Source material:
— BEGIN —
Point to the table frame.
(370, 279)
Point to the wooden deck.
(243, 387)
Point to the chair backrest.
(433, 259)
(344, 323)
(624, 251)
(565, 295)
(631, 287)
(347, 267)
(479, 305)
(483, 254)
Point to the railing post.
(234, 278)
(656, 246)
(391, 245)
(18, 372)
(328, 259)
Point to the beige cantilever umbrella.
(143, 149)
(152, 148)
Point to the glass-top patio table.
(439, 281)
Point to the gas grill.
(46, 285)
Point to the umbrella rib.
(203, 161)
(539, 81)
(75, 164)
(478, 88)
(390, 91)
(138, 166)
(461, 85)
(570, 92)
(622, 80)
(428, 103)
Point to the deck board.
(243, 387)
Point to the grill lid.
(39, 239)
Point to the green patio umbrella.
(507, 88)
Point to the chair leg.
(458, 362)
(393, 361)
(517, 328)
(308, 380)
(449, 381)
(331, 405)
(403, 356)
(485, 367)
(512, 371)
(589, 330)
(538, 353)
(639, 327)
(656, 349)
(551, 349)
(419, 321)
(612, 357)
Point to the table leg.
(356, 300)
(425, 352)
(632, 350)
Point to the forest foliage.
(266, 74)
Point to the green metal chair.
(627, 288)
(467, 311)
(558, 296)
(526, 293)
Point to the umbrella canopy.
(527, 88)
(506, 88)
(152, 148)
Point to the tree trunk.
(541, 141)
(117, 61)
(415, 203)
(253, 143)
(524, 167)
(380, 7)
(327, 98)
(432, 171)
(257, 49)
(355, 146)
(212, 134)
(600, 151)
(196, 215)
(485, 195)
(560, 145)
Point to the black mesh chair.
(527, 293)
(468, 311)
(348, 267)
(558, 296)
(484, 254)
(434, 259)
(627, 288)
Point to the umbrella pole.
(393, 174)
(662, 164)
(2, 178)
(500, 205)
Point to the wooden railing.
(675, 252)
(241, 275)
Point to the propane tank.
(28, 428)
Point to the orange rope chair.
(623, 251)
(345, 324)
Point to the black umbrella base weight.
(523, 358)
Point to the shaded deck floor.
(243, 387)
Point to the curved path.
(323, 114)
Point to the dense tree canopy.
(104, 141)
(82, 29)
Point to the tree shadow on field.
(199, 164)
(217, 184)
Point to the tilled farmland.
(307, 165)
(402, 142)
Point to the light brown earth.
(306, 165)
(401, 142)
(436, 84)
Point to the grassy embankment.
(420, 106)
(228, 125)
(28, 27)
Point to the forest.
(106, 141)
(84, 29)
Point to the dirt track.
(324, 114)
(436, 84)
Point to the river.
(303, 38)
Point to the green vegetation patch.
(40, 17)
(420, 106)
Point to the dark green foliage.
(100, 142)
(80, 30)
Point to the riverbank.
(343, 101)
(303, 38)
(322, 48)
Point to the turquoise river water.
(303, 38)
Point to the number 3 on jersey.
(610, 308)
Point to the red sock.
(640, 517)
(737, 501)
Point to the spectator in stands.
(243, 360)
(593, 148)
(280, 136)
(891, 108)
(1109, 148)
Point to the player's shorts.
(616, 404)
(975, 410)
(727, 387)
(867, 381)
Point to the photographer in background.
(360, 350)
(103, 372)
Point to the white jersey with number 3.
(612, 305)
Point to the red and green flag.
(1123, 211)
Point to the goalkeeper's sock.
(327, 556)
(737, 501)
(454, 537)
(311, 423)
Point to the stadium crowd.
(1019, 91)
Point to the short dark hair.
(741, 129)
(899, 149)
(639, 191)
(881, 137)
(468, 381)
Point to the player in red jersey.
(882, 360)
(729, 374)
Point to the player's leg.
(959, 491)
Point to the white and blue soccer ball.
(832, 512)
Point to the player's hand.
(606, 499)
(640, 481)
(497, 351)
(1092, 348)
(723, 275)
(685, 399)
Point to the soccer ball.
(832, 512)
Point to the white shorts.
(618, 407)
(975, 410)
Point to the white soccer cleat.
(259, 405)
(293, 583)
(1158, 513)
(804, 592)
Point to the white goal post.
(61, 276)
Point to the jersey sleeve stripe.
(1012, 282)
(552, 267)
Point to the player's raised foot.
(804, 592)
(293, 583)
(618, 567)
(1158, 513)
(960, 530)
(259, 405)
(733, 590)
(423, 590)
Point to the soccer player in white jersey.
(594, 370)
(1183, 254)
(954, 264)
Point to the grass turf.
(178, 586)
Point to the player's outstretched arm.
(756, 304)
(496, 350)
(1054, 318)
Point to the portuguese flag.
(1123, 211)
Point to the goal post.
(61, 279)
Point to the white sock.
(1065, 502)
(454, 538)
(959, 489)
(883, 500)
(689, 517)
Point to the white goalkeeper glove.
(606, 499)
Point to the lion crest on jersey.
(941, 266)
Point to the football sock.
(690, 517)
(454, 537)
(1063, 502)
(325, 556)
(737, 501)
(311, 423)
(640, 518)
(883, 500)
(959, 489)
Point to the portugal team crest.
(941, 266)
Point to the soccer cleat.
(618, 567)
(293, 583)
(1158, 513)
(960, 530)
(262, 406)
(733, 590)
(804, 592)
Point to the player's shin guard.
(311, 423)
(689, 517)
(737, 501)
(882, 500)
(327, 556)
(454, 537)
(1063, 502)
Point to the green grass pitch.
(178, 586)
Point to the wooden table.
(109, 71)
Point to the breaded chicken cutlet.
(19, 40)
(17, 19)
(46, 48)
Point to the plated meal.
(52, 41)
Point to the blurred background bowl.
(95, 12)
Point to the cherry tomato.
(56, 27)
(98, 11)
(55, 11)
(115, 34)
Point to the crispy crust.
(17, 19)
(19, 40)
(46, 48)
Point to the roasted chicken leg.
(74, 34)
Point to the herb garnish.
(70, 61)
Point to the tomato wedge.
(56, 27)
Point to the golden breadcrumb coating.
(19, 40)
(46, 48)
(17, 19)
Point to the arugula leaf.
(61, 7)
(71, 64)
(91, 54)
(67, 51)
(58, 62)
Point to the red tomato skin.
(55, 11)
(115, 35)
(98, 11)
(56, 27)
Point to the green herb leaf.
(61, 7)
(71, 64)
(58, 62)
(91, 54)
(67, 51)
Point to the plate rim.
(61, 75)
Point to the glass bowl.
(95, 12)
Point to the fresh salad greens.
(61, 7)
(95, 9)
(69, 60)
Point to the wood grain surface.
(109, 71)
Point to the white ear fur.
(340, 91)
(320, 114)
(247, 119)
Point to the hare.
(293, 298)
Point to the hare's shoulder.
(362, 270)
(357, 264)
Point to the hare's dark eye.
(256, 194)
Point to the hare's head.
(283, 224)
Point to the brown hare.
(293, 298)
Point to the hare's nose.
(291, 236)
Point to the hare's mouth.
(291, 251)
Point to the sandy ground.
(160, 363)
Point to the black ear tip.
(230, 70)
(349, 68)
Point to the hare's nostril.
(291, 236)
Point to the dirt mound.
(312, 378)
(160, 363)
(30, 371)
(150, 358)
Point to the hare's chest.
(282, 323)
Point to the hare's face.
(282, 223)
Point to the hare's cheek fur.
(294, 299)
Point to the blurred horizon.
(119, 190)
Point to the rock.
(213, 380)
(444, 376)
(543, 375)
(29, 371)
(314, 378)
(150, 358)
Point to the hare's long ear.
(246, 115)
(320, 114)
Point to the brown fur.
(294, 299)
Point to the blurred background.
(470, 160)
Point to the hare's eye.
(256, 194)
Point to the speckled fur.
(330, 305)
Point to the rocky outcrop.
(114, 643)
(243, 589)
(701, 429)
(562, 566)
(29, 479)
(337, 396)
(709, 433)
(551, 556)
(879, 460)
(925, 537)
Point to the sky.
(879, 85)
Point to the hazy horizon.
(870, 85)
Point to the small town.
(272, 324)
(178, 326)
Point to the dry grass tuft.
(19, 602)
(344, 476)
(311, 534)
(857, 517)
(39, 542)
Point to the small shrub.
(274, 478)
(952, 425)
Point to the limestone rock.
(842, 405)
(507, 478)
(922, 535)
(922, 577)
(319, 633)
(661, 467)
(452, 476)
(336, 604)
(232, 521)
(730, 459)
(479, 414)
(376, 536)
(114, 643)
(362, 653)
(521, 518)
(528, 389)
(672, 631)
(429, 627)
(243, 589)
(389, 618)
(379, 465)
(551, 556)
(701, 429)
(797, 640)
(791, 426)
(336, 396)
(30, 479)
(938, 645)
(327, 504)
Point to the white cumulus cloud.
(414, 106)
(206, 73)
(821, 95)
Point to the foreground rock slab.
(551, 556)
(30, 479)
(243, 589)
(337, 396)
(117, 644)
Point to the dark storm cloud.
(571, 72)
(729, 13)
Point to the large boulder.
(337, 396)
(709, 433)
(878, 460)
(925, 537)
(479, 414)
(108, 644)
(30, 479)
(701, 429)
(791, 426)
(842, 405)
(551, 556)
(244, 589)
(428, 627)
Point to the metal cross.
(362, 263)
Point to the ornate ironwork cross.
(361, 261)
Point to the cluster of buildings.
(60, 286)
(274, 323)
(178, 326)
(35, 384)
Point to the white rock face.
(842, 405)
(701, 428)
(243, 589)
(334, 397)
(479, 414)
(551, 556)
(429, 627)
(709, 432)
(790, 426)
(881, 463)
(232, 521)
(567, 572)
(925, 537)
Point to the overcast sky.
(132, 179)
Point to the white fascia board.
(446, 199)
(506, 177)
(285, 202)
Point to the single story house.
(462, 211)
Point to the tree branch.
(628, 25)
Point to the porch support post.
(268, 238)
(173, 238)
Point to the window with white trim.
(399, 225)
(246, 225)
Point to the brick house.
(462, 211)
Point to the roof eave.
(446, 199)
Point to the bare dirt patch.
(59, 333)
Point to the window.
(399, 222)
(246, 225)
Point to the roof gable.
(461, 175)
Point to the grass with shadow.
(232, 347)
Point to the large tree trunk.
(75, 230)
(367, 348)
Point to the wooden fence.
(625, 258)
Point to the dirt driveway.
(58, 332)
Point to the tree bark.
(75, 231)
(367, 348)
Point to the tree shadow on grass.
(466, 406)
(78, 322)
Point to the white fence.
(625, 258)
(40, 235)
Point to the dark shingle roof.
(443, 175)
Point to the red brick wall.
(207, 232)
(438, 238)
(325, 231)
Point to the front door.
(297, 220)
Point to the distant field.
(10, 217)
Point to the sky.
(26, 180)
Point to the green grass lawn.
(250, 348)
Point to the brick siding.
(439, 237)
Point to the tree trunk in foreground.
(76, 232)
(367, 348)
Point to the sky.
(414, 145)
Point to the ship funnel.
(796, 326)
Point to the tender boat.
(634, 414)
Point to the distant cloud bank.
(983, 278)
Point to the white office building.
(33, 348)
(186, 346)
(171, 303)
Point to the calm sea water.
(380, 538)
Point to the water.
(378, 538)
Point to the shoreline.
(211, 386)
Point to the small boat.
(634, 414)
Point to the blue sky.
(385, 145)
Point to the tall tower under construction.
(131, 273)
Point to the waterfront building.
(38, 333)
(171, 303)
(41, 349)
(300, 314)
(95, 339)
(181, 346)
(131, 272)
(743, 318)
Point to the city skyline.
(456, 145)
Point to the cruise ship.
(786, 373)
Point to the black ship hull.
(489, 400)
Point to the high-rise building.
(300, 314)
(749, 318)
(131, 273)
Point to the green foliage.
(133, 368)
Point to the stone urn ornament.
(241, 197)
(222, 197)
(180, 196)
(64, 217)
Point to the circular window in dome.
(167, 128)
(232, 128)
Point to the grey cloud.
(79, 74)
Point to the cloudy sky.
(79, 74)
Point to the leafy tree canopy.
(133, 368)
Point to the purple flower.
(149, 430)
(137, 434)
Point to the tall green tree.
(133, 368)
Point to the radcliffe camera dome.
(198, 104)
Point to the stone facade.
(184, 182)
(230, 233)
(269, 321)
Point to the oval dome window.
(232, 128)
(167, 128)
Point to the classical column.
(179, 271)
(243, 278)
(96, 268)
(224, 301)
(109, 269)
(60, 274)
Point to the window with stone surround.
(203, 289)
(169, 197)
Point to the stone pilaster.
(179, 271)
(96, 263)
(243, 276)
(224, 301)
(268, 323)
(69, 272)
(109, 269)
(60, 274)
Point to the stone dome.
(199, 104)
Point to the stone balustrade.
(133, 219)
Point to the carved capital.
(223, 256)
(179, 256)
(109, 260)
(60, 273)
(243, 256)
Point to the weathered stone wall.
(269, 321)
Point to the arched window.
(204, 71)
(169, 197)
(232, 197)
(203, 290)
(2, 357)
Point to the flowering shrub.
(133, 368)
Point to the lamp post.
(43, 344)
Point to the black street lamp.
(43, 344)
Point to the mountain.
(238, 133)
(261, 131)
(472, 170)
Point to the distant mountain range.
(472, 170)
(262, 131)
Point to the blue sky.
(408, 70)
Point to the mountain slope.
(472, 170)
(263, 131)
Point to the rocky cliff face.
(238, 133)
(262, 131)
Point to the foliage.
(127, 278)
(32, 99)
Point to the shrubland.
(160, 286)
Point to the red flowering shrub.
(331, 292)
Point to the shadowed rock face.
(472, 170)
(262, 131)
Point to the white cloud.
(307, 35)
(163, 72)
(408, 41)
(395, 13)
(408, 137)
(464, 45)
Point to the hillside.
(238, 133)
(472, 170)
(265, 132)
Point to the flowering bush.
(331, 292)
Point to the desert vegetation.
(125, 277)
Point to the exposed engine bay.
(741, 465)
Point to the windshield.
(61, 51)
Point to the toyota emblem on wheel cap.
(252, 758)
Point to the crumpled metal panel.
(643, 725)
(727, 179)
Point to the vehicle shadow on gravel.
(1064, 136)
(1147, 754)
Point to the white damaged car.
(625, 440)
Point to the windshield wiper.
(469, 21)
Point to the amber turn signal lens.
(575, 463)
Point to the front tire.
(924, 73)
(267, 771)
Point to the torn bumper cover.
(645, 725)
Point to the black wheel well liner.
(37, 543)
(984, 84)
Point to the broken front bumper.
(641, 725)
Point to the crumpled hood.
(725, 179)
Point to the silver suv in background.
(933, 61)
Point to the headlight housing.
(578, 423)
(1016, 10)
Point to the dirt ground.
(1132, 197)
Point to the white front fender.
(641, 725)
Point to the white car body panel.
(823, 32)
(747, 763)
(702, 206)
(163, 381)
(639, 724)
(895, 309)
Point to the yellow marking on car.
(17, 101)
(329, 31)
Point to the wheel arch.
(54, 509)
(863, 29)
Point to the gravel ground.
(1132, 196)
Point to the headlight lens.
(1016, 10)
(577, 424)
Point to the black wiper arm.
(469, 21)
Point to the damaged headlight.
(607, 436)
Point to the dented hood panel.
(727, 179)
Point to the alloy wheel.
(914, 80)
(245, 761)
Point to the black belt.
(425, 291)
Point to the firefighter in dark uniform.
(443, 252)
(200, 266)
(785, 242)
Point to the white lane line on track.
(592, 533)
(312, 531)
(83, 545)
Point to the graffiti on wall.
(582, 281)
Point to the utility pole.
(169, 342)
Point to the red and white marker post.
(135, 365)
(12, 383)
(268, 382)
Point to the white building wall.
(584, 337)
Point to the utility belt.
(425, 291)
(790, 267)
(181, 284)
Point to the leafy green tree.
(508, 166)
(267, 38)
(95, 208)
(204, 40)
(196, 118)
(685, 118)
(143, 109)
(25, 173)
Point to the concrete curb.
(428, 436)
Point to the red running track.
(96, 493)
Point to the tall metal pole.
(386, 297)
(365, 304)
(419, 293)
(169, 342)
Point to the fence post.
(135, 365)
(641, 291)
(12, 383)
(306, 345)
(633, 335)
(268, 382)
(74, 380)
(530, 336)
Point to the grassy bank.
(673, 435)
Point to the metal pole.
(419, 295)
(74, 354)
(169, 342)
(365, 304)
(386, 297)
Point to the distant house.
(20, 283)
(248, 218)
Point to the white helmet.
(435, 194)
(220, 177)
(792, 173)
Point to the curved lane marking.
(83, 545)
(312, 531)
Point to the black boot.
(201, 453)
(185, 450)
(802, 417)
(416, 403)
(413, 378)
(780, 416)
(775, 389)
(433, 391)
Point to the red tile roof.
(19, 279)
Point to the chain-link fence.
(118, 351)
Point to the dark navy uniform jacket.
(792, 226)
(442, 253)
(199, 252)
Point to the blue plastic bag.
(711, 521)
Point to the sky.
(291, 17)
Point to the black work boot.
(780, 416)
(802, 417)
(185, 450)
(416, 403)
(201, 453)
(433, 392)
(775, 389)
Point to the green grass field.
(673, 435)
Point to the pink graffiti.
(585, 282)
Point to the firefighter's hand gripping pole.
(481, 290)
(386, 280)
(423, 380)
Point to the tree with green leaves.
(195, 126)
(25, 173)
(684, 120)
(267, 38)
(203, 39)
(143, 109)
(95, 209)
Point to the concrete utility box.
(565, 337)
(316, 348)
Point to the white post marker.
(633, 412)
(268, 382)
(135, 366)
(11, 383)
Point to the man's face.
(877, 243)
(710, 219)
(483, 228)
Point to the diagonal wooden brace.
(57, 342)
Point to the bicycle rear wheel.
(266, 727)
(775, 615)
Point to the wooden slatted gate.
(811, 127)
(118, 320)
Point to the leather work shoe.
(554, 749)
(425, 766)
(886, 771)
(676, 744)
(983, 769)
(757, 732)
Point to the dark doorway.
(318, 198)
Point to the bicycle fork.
— END —
Written request: Output exactly the lines from the one containing "Point to the blue plastic bag." through the last line of the entries, both ends included.

Output below:
Point to the blue plastic bag.
(711, 521)
Point to the sky.
(291, 17)
Point to the black work boot.
(780, 416)
(802, 417)
(185, 450)
(416, 403)
(201, 453)
(433, 392)
(775, 389)
Point to the green grass field.
(673, 435)
Point to the pink graffiti.
(585, 282)
Point to the firefighter's hand gripping pole.
(481, 290)
(386, 280)
(423, 380)
Point to the tree with green leaves.
(195, 126)
(25, 173)
(684, 120)
(267, 38)
(203, 39)
(143, 109)
(95, 209)
Point to the concrete utility box.
(565, 337)
(316, 348)
Point to the white post marker.
(633, 412)
(268, 382)
(135, 366)
(11, 383)
Point to the man's face.
(877, 243)
(710, 219)
(483, 228)
Point to the diagonal wooden brace.
(57, 342)
Point to the bicycle rear wheel.
(266, 727)
(775, 615)
Point to the wooden slatted gate.
(811, 127)
(118, 320)
Point to the leather work shoe.
(554, 749)
(425, 766)
(886, 771)
(676, 744)
(983, 769)
(757, 732)
Point to the dark doorway.
(318, 198)
Point to the bicycle fork.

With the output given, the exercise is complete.